**MATERIAL FOR THIS EXERCISE**:
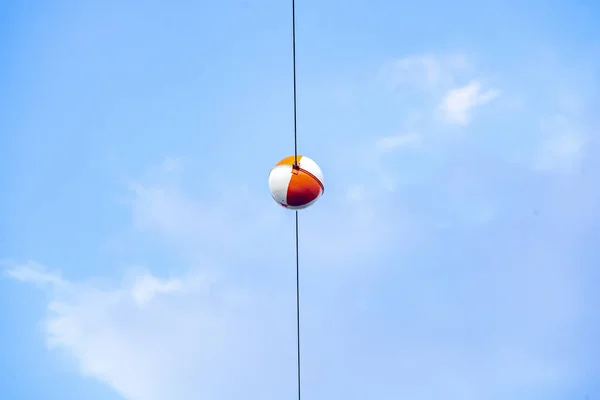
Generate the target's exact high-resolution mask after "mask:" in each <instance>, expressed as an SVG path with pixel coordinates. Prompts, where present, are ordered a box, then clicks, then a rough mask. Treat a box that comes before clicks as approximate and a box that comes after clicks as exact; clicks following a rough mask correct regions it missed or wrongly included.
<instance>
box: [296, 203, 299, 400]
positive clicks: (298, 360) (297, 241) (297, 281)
mask: <svg viewBox="0 0 600 400" xmlns="http://www.w3.org/2000/svg"><path fill="white" fill-rule="evenodd" d="M296 327H297V328H298V331H297V334H298V400H300V262H299V257H298V211H296Z"/></svg>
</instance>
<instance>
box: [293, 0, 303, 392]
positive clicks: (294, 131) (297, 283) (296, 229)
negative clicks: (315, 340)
mask: <svg viewBox="0 0 600 400" xmlns="http://www.w3.org/2000/svg"><path fill="white" fill-rule="evenodd" d="M292 65H293V71H294V167H295V168H298V167H299V166H298V123H297V113H296V103H297V101H296V2H295V0H292ZM296 328H297V331H296V333H297V344H298V354H297V359H298V400H300V387H301V385H300V261H299V251H298V211H296Z"/></svg>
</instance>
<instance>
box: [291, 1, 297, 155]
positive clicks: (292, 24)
mask: <svg viewBox="0 0 600 400" xmlns="http://www.w3.org/2000/svg"><path fill="white" fill-rule="evenodd" d="M292 64H293V68H294V164H295V165H298V133H297V132H298V125H297V118H296V2H295V0H292Z"/></svg>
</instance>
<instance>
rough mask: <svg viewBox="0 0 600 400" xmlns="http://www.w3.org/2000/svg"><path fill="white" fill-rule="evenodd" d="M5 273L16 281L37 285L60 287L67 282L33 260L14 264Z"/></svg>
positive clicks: (66, 283) (64, 285)
mask: <svg viewBox="0 0 600 400" xmlns="http://www.w3.org/2000/svg"><path fill="white" fill-rule="evenodd" d="M5 264H6V263H5ZM6 274H7V275H8V276H9V277H11V278H13V279H16V280H18V281H22V282H28V283H33V284H35V285H37V286H47V285H50V286H56V287H62V286H65V285H66V284H67V283H66V282H65V281H64V280H63V279H62V278H61V277H60V275H58V274H56V273H52V272H48V271H46V269H45V268H44V266H43V265H41V264H39V263H37V262H35V261H28V262H27V263H24V264H21V265H18V266H15V267H13V268H11V269H9V270H7V271H6Z"/></svg>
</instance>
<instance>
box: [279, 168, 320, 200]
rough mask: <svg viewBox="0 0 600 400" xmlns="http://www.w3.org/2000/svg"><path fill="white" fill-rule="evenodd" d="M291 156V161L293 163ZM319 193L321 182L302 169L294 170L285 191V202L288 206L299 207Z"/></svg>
mask: <svg viewBox="0 0 600 400" xmlns="http://www.w3.org/2000/svg"><path fill="white" fill-rule="evenodd" d="M293 158H294V157H293V156H292V163H293ZM320 194H321V182H319V181H318V179H315V177H314V176H313V175H312V174H308V173H306V172H305V171H304V170H302V169H300V170H294V172H293V173H292V179H291V180H290V183H289V186H288V192H287V199H286V202H287V204H288V205H289V206H292V207H299V206H303V205H306V204H308V203H310V202H311V201H313V200H315V199H316V198H317V197H319V195H320Z"/></svg>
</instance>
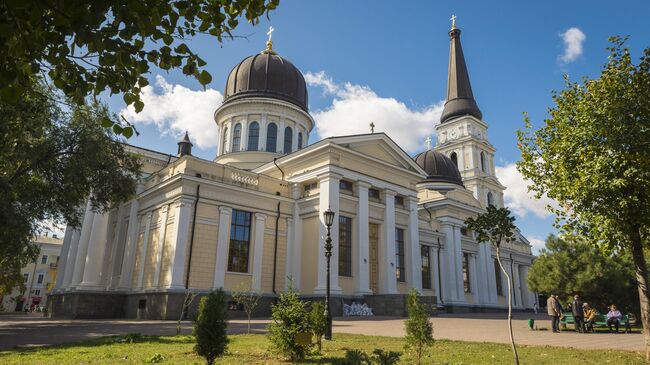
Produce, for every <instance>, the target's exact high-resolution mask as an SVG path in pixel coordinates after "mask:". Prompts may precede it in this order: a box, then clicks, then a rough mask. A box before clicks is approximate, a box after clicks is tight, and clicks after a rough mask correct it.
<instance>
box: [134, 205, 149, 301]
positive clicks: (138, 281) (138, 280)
mask: <svg viewBox="0 0 650 365" xmlns="http://www.w3.org/2000/svg"><path fill="white" fill-rule="evenodd" d="M152 217H153V212H149V213H147V217H146V218H145V219H146V223H145V226H144V237H143V242H142V254H141V255H140V270H139V271H138V285H137V289H138V290H142V287H143V284H144V267H145V265H146V263H147V250H148V248H149V235H150V234H151V219H152Z"/></svg>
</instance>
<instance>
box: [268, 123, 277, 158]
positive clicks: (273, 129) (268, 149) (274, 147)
mask: <svg viewBox="0 0 650 365" xmlns="http://www.w3.org/2000/svg"><path fill="white" fill-rule="evenodd" d="M266 150H267V151H268V152H277V150H278V126H277V124H275V123H269V125H268V126H267V127H266Z"/></svg>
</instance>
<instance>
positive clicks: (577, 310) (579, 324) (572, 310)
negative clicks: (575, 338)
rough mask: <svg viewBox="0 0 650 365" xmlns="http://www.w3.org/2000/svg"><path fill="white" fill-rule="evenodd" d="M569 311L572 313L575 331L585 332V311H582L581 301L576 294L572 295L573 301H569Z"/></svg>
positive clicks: (579, 296) (573, 322)
mask: <svg viewBox="0 0 650 365" xmlns="http://www.w3.org/2000/svg"><path fill="white" fill-rule="evenodd" d="M571 312H572V313H573V324H574V325H575V327H576V332H580V333H584V332H585V313H584V312H583V311H582V301H581V300H580V296H578V294H576V295H574V296H573V303H571Z"/></svg>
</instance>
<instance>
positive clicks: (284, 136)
mask: <svg viewBox="0 0 650 365" xmlns="http://www.w3.org/2000/svg"><path fill="white" fill-rule="evenodd" d="M292 145H293V130H292V129H291V127H287V128H285V129H284V153H291V146H292Z"/></svg>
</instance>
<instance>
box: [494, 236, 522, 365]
mask: <svg viewBox="0 0 650 365" xmlns="http://www.w3.org/2000/svg"><path fill="white" fill-rule="evenodd" d="M497 262H498V263H499V267H500V268H501V271H502V272H503V273H504V274H505V276H506V279H508V330H509V331H510V344H511V345H512V354H513V355H514V356H515V364H516V365H519V355H517V346H515V338H514V336H513V335H512V294H513V293H512V283H511V282H510V275H508V272H507V271H506V269H505V268H504V267H503V264H502V263H501V249H500V248H499V246H497Z"/></svg>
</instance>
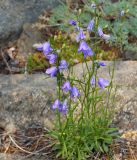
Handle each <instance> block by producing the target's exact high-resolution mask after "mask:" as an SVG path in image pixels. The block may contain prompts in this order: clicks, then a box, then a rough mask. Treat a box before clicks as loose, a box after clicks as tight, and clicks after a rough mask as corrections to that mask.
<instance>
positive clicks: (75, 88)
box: [37, 21, 82, 114]
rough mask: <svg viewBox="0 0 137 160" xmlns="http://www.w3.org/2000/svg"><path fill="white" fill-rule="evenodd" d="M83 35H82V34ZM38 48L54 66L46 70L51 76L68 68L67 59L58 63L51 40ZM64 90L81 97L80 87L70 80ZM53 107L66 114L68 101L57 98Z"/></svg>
mask: <svg viewBox="0 0 137 160" xmlns="http://www.w3.org/2000/svg"><path fill="white" fill-rule="evenodd" d="M71 23H72V25H75V23H74V22H73V21H72V22H71ZM81 36H82V35H81ZM81 36H80V37H81ZM37 49H38V50H39V51H42V52H43V53H44V55H45V56H46V58H47V59H48V60H49V63H50V64H51V65H53V66H51V67H50V68H48V69H47V70H46V72H45V73H46V74H48V75H50V77H51V78H53V77H55V76H56V75H57V74H58V73H59V72H62V71H63V70H66V69H68V66H69V65H68V63H67V62H66V60H60V62H59V64H58V66H57V65H56V61H57V58H58V55H57V54H56V53H53V49H52V48H51V45H50V43H49V42H45V43H43V44H40V45H38V46H37ZM62 91H63V92H64V93H66V92H69V93H70V97H71V98H75V97H79V96H80V93H79V91H78V89H77V88H76V87H75V86H73V87H72V86H71V84H70V82H69V81H66V82H65V83H64V84H63V86H62ZM52 109H53V110H55V109H58V111H59V112H61V113H64V114H66V113H67V110H68V107H67V101H65V102H64V103H62V102H61V101H60V100H58V99H57V100H55V102H54V104H53V106H52Z"/></svg>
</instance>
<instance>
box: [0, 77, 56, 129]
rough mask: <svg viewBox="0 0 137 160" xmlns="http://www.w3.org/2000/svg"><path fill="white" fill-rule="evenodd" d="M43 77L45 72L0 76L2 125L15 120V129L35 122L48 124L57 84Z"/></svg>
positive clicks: (0, 102)
mask: <svg viewBox="0 0 137 160" xmlns="http://www.w3.org/2000/svg"><path fill="white" fill-rule="evenodd" d="M45 78H46V77H45V75H29V76H26V75H13V76H9V75H0V106H1V107H0V119H2V120H1V121H2V122H4V121H5V122H4V123H3V125H4V126H5V125H10V124H9V123H11V125H13V123H14V125H15V126H16V127H17V128H18V127H23V126H24V127H25V126H26V125H27V124H29V123H32V122H35V121H36V122H40V123H42V124H45V126H47V127H51V125H52V123H51V122H52V120H51V121H50V118H52V115H53V114H52V112H51V108H50V107H51V103H52V102H53V100H52V99H53V98H55V93H56V92H55V89H56V83H55V80H51V79H50V80H49V79H45ZM49 113H50V114H49ZM11 119H12V121H11ZM0 125H1V126H3V125H2V124H0Z"/></svg>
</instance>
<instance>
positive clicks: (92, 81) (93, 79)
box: [90, 76, 96, 86]
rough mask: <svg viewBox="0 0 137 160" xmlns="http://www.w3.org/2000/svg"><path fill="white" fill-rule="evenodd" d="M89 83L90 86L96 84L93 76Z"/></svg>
mask: <svg viewBox="0 0 137 160" xmlns="http://www.w3.org/2000/svg"><path fill="white" fill-rule="evenodd" d="M90 84H91V85H92V86H95V84H96V79H95V76H93V77H92V79H91V81H90Z"/></svg>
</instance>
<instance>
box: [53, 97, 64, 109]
mask: <svg viewBox="0 0 137 160" xmlns="http://www.w3.org/2000/svg"><path fill="white" fill-rule="evenodd" d="M61 108H62V104H61V102H60V101H59V100H58V99H57V100H56V101H55V102H54V104H53V105H52V109H53V110H55V109H59V110H61Z"/></svg>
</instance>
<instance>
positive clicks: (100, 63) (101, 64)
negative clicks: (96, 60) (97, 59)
mask: <svg viewBox="0 0 137 160" xmlns="http://www.w3.org/2000/svg"><path fill="white" fill-rule="evenodd" d="M98 65H99V66H102V67H104V66H106V63H105V62H98Z"/></svg>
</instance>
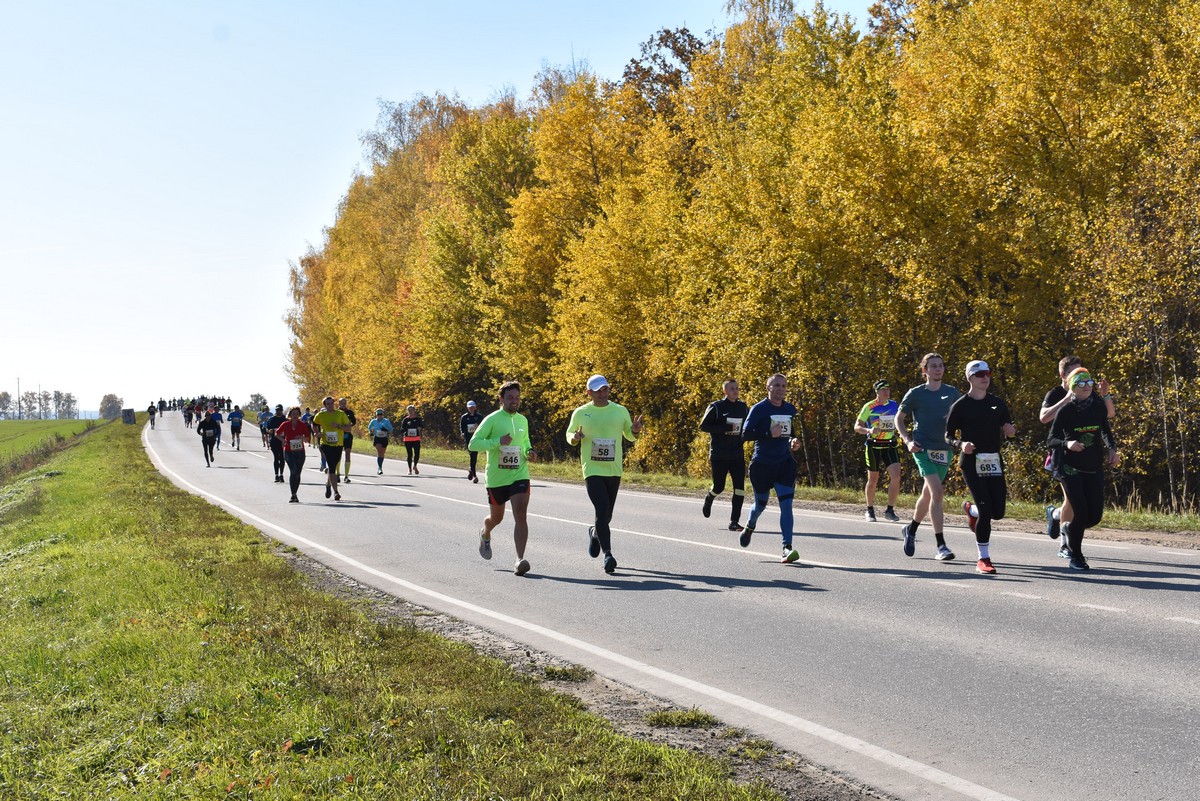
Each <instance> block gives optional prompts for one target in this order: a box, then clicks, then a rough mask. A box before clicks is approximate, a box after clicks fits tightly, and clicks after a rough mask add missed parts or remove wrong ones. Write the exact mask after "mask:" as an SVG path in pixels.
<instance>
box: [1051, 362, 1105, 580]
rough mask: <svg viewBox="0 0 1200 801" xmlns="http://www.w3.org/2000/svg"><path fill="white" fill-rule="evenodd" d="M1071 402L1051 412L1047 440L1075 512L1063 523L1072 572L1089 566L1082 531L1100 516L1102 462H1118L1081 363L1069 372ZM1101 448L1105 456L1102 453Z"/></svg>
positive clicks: (1103, 496) (1063, 527)
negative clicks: (1056, 409) (1050, 448)
mask: <svg viewBox="0 0 1200 801" xmlns="http://www.w3.org/2000/svg"><path fill="white" fill-rule="evenodd" d="M1067 387H1068V390H1069V391H1070V397H1072V399H1070V402H1068V403H1067V405H1064V406H1063V408H1062V409H1060V410H1058V414H1056V415H1055V418H1054V423H1052V424H1051V426H1050V436H1049V438H1046V444H1048V445H1049V446H1050V447H1051V448H1052V450H1054V451H1055V452H1056V457H1057V462H1056V468H1057V471H1056V477H1057V478H1058V481H1060V482H1062V486H1063V489H1064V490H1066V492H1067V500H1068V501H1069V502H1070V507H1072V510H1073V512H1074V514H1073V516H1072V519H1070V520H1068V522H1064V523H1063V524H1062V538H1063V540H1067V544H1068V547H1069V549H1070V562H1069V566H1070V570H1090V568H1091V565H1088V564H1087V560H1086V559H1085V558H1084V549H1082V546H1084V532H1085V531H1087V529H1092V528H1096V526H1097V525H1099V523H1100V519H1102V518H1103V517H1104V465H1105V463H1108V464H1110V465H1112V466H1116V465H1117V464H1118V463H1120V462H1121V454H1120V453H1118V452H1117V442H1116V438H1115V436H1114V435H1112V428H1111V427H1110V426H1109V412H1108V409H1106V408H1105V404H1104V403H1102V402H1099V401H1098V399H1097V398H1096V381H1094V380H1093V379H1092V375H1091V373H1088V372H1087V371H1086V369H1085V368H1082V367H1076V368H1075V369H1073V371H1072V372H1070V373H1069V374H1068V375H1067ZM1105 448H1108V454H1106V456H1105Z"/></svg>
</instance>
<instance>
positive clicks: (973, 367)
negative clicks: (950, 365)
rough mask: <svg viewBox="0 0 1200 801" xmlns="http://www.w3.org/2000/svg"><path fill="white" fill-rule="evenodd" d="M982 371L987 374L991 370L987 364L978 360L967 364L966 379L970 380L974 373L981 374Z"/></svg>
mask: <svg viewBox="0 0 1200 801" xmlns="http://www.w3.org/2000/svg"><path fill="white" fill-rule="evenodd" d="M984 371H986V372H989V373H990V372H991V368H990V367H988V362H984V361H979V360H978V359H977V360H974V361H973V362H967V378H971V377H972V375H974V374H976V373H982V372H984Z"/></svg>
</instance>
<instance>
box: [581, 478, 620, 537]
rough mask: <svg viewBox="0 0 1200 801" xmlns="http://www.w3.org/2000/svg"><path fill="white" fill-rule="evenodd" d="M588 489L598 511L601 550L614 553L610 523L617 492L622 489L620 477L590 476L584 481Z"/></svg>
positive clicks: (596, 513) (583, 482)
mask: <svg viewBox="0 0 1200 801" xmlns="http://www.w3.org/2000/svg"><path fill="white" fill-rule="evenodd" d="M583 483H584V484H587V488H588V498H589V499H590V500H592V506H594V507H595V511H596V531H595V534H596V540H599V541H600V550H602V552H604V553H606V554H607V553H611V552H612V531H610V529H608V522H610V520H612V510H613V507H614V506H616V505H617V490H618V489H620V476H588V477H587V478H584V480H583Z"/></svg>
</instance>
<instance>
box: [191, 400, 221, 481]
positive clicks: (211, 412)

**INSTRUCTIONS FOR THE TASK**: Pictures excluded, repeat the material above from its first line through the line containing "box: [291, 1, 297, 155]", both included.

**RESPONSE AREA**:
Generate the target's exact high-resolution mask after "mask:" in each <instance>, expressed as an SVG path with pixel coordinates. Prompts, where present, are ordered a box, then clicks, then a rough mask. Treat a box that comes before clicks as approximate and a box that comes after clicks as exact; clicks following a rough mask correct regions it missed or wrongly included.
<instance>
box: [296, 203, 299, 400]
positive clicks: (298, 360) (297, 241) (297, 281)
mask: <svg viewBox="0 0 600 400" xmlns="http://www.w3.org/2000/svg"><path fill="white" fill-rule="evenodd" d="M296 327H297V328H298V331H297V334H298V400H300V262H299V257H298V211H296Z"/></svg>
</instance>
<instance>
box: [293, 0, 303, 392]
positive clicks: (294, 131) (297, 283) (296, 229)
negative clicks: (315, 340)
mask: <svg viewBox="0 0 600 400" xmlns="http://www.w3.org/2000/svg"><path fill="white" fill-rule="evenodd" d="M292 65H293V71H294V167H295V168H298V167H299V166H298V123H297V113H296V103H297V101H296V2H295V0H292ZM296 328H297V331H296V333H297V344H298V354H297V359H298V400H300V387H301V385H300V261H299V251H298V211H296Z"/></svg>
</instance>
<instance>
box: [291, 1, 297, 155]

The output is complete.